:: PROVIDED TEXT

The distance constraint for removal is 3.5 Å or longer to any of the existing
atoms.
Partially occupied atoms will not be used for merge, their occupancy is
accounted for in removal. These atoms are used anyway as seeds (parent atoms) for the
new atom search.
mirbuild initialises the mirbuild mode. The pseudo protein set of
atoms will be placed into the input density map. The distance constraints are 1.1 to 1.8
Å between the atoms.
shakemodel light/allatoms initialises the shaking mode for
a shock-like modification of the current model. light indicates that only atoms
with atomic number 8 (oxygen) or lower will be treated. allatoms indicates
application to any atom in the model regardless of their type.
reflaver initialises the mode of weighted averaging
of structure factors obtained from multiple refinements of several slightly different
models. |
CELL |
Cell parameters a, b, c, alpha, beta, gamma in Å and degrees.
This keyword is optional for MODE update allatoms/waters and shakemodel
light/all atoms and is obligatory for MODE mirbuild.
|
SYMMetry |
The crystal symmetry. Can be given either as a space group name or number
(e.g. P212121 or 19). Obligatory for MODE update allatoms/waters,
mirbuild and shakemodel light/all atoms.
|
RESOlution |
Resolution of the X-ray data (Rmin, Rmax).
Obligatory for MODE update allatoms/waters, mirbuild and
reflaver.
|
FIND |
The addition of new sites in MODE update allatoms/waters.
After atoms you should give the number of atoms to add.

::::
:: DATA EXTRACTS

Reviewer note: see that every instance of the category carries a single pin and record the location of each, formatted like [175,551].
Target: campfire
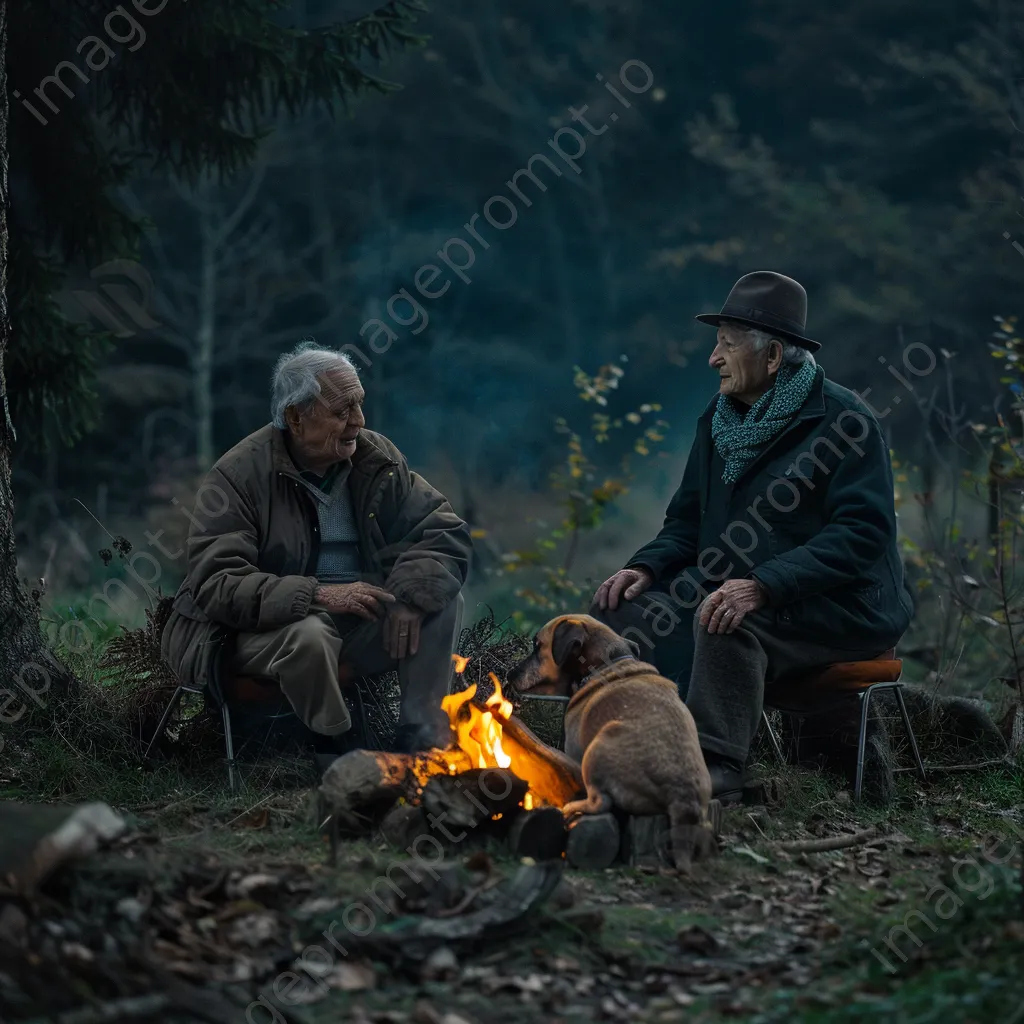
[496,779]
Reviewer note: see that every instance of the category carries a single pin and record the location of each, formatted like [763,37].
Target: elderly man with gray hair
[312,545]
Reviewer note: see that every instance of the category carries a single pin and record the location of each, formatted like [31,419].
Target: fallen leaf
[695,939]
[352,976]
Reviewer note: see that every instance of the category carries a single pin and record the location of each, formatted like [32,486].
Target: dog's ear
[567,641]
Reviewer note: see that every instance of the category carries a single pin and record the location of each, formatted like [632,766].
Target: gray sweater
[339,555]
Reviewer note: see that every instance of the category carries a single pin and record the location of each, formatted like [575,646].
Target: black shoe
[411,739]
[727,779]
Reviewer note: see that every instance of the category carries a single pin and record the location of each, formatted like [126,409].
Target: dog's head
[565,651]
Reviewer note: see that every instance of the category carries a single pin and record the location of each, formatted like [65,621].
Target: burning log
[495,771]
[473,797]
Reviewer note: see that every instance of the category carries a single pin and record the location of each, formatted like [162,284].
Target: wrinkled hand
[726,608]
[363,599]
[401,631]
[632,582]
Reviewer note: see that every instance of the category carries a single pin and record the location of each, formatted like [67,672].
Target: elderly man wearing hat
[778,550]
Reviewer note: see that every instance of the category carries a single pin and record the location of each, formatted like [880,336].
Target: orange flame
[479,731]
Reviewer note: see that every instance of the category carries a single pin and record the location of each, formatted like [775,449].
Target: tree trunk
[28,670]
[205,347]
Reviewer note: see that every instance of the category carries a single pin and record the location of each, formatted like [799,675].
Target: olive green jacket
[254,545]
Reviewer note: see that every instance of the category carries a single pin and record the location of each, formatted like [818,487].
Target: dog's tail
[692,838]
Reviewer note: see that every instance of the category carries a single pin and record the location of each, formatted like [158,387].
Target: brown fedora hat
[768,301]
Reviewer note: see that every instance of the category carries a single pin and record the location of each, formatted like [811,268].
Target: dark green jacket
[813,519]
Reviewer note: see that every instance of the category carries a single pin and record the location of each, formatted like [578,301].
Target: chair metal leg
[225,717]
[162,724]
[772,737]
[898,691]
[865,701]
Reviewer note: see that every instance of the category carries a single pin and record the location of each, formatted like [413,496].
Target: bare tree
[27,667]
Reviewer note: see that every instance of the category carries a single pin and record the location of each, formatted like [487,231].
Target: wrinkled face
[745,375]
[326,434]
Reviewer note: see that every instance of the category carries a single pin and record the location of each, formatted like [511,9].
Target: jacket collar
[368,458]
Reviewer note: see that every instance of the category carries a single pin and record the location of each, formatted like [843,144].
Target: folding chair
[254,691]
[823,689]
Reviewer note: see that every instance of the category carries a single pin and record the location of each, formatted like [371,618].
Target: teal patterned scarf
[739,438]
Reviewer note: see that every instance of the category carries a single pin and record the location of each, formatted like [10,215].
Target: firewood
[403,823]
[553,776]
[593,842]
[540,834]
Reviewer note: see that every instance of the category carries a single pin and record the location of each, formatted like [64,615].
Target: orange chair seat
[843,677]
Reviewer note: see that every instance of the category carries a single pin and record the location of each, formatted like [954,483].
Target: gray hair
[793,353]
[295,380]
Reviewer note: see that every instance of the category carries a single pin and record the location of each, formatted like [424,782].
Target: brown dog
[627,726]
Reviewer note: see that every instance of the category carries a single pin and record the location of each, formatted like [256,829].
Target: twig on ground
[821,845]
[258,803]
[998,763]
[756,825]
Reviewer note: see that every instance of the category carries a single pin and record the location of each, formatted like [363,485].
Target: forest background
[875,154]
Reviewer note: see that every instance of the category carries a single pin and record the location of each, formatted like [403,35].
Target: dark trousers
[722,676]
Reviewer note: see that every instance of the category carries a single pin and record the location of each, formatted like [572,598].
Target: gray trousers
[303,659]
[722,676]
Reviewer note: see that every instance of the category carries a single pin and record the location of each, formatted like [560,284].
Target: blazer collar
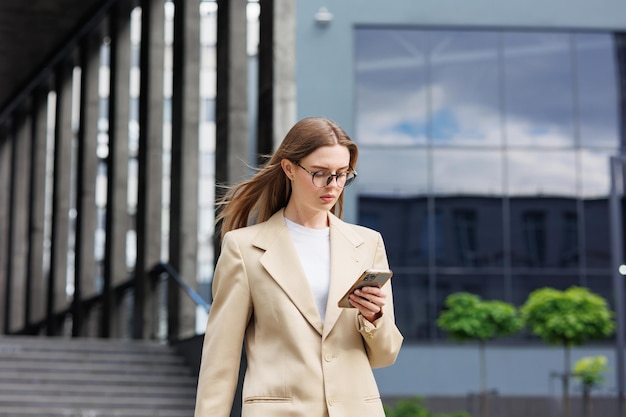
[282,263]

::::

- PARTS OF THE EXERCISE -
a - In the keyword documentation, what distance range between atoms applies in mirbuild mode?
b - Do these statements agree with the keyword documentation? Answer yes or no for each and quote the deciding words. (i) The CELL keyword is required for MODE mirbuild. (ii) In shakemodel light, every atom in the model is treated regardless of type. (iii) Partially occupied atoms are used for merge.
c - Please take the keyword documentation further, starting after its last sentence.
The entries are not needed for anything that follows.

- ANSWERS PER TASK -
a - 1.1 to 1.8 Å between the atoms.

b -
(i) Yes: "is obligatory for MODE mirbuild."
(ii) No: "light indicates that only atoms with atomic number 8 (oxygen) or lower will be treated."
(iii) No: "Partially occupied atoms will not be used for merge"

c -
At the end of refinement (it may take 20 to 50 cycles) the model should contain all
atoms. The target number of atoms in the final
model can be estimated by multiplying the number of protein atoms by 1.2, the 20% extra
corresponds both to ordered water molecules and weaker, slightly disordered, ones which
are important for the pseudo
solvent continuum. The number of atoms allowed to be added in each cycle
depends on the resolution. A simple empirical guide is that the maximum number to add
is N X 0.08/d3,
where N is the current number of atoms and d is the highest resolution
in Å.
Thus at a resolution of 1.8 Å and a coordinate file of 2,000 atoms the
maximum number to be added is 27. New atoms will be automatically assigned a temperature
factor on the basis of the density height.
The string after chain is the chain identifier for new atoms.
All new atoms will have this chain identifier and be numbered sequentially.
The subkeyword after cutsigma can be either the number or auto. The number
is a MAPIN2 density cutoff. Atoms will be looked for in density above cutsigma
times r.m.s. density.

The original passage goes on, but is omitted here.